-- BEGIN --

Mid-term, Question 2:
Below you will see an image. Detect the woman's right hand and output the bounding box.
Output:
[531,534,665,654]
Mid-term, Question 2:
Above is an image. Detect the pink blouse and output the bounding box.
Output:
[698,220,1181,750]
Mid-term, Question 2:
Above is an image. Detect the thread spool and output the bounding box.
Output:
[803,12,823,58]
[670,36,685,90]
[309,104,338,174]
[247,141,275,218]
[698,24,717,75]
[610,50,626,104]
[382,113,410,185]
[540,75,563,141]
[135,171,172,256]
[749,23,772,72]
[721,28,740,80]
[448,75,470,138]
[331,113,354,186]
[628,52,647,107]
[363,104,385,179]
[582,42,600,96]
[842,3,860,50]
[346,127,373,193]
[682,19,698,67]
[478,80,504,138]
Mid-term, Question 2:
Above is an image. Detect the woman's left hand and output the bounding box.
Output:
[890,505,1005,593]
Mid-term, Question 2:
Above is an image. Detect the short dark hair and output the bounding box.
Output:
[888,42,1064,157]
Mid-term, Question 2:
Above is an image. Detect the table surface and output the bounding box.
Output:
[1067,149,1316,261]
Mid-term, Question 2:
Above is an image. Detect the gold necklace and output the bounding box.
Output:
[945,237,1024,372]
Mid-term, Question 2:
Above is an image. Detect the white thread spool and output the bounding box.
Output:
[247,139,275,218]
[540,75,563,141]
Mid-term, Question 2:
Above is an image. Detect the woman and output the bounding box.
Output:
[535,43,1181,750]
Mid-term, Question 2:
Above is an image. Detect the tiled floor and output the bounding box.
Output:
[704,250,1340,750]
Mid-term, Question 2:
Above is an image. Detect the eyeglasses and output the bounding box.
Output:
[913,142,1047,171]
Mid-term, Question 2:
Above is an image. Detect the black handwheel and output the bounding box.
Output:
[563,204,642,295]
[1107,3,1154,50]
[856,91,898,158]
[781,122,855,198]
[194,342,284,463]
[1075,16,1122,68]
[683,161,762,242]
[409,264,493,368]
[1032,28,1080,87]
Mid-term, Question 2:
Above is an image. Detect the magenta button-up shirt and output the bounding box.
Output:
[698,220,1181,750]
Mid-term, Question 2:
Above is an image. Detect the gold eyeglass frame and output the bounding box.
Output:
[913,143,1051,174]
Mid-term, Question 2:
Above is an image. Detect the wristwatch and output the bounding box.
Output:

-- END --

Write the material out again word for word.

• **SOLUTION TO THIS PROBLEM**
Mid-term, Question 2:
Below you will see an image. Detect the woman's right hand and output the bounding box.
Output:
[531,534,665,654]
Mid-term, Question 2:
Above is an image. Detect the pink blouse and output the bounding box.
Output:
[698,220,1181,750]
Mid-term, Question 2:
Above is an image. Detect the thread spool and output the bounding box.
Output:
[803,12,823,58]
[670,36,685,90]
[309,104,338,174]
[247,141,275,218]
[698,24,717,75]
[610,50,626,104]
[382,113,410,185]
[540,75,563,141]
[135,171,172,256]
[749,23,772,72]
[721,28,740,80]
[448,75,470,138]
[331,113,354,186]
[628,52,647,107]
[363,104,385,179]
[582,42,600,96]
[842,3,860,50]
[346,127,373,193]
[682,19,698,67]
[478,80,504,138]
Mid-term, Question 2:
Above is an image. Detect the woman's left hand and output the bounding box.
Output:
[890,505,1005,593]
Mid-term, Question 2:
Above is an image. Detect the short dark hair and output the bounding box.
Output:
[888,42,1064,157]
Mid-term, Question 2:
Above is an image. Detect the table surface and output the bounding box.
Output:
[1067,149,1316,261]
Mid-term, Question 2:
Above is an image. Detect the gold necklace and output the bounding box.
Output:
[945,237,1024,372]
Mid-term, Question 2:
Above is an image. Detect the white thread spool and output the bounding box.
Output:
[247,139,275,218]
[540,75,563,141]
Mid-term, Question 2:
Above is an image. Detect the woman and output the bounding box.
Output:
[535,43,1181,750]
Mid-term, Question 2:
Above is an image. Detect the tiled floor and output the bounding box.
Output:
[704,250,1340,750]
Mid-term, Question 2:
Above is an image. Detect the eyeglasses and output the bounding box.
Output:
[913,142,1047,171]
Mid-term, Question 2:
Above is an image. Detect the black handwheel and output the bounding box.
Output:
[563,204,642,295]
[1107,3,1154,50]
[856,91,898,158]
[781,122,855,198]
[194,342,284,463]
[1075,16,1122,68]
[683,161,762,242]
[409,264,493,368]
[1032,28,1080,87]
Mid-term, Question 2:
Above is an image. Detect the magenta button-up shirt and output the bounding box.
Output:
[698,220,1181,750]
Mid-term, Question 2:
Above is an image. Detect the gold eyeglass frame and output the bounding box.
Output:
[913,143,1051,174]
Mid-term, Question 2:
Above is an image. Detect the wristwatch and output the bounding box.
Output:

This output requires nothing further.